TASK TO COMPLETE: Among the records that follow, set down only the lines from the one containing "Query: window trim" to the one containing "A single pin marks each instance of the neighboring", both included, exactly.

Records from a data source
· · · · ·

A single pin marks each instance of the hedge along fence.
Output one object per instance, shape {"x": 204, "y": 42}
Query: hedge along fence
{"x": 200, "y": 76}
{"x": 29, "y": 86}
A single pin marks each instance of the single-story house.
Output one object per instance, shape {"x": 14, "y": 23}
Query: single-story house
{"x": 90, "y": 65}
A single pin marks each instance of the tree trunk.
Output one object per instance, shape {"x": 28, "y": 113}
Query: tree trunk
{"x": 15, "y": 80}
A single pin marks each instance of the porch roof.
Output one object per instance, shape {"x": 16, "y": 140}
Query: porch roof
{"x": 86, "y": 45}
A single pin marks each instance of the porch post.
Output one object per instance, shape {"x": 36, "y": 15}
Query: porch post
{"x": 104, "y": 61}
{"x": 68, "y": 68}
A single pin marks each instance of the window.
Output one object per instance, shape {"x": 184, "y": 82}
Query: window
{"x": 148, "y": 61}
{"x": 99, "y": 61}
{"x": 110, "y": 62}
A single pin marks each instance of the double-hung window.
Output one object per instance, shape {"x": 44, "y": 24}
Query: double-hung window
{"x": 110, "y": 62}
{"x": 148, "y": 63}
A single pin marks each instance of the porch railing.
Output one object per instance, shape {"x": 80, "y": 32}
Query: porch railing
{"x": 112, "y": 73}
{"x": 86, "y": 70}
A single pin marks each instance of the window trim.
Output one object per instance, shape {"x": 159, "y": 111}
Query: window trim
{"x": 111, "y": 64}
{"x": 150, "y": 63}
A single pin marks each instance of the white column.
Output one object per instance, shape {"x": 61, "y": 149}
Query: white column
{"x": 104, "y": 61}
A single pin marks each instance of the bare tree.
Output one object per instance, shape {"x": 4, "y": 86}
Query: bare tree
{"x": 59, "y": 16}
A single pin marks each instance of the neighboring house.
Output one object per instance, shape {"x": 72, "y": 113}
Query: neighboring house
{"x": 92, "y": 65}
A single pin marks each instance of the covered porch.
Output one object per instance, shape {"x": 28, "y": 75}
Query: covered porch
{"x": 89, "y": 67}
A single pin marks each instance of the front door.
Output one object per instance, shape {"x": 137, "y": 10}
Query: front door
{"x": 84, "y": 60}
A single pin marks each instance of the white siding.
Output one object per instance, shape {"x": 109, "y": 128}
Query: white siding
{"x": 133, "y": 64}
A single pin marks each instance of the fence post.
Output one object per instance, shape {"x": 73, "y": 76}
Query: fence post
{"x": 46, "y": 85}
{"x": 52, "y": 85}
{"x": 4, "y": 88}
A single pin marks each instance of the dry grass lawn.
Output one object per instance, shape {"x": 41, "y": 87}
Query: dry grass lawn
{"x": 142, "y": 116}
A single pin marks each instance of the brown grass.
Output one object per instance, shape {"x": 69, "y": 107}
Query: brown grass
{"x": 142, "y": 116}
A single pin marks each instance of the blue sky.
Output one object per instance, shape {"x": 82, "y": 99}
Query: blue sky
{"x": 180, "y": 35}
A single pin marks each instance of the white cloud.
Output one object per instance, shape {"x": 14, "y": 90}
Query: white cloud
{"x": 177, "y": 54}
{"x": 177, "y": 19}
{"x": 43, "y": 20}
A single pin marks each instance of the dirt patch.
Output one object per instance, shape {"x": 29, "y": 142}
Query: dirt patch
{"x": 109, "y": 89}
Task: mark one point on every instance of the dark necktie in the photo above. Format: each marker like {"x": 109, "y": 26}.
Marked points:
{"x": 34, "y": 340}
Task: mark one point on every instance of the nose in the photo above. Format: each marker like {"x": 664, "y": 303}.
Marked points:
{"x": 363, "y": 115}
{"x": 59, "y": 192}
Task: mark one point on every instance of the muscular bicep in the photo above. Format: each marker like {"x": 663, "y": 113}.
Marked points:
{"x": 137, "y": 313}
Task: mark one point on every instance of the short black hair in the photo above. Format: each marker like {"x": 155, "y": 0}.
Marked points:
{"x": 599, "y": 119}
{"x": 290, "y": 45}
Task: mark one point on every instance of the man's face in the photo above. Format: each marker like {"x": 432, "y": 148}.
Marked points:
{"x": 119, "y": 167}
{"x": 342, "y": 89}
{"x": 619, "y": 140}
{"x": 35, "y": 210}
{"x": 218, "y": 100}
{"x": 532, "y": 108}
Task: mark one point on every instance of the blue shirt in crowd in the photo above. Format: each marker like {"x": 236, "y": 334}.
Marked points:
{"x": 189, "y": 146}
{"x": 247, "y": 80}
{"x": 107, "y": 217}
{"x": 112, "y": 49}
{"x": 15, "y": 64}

· · · · ·

RESPONSE FOR THIS EXERCISE:
Query: window trim
{"x": 111, "y": 64}
{"x": 150, "y": 63}
A single pin marks each instance of the white column.
Output one object per instance, shape {"x": 61, "y": 149}
Query: white column
{"x": 104, "y": 61}
A single pin marks each instance of the bare tree.
Output one object per instance, shape {"x": 4, "y": 86}
Query: bare tree
{"x": 59, "y": 16}
A single pin marks each instance of the neighboring house.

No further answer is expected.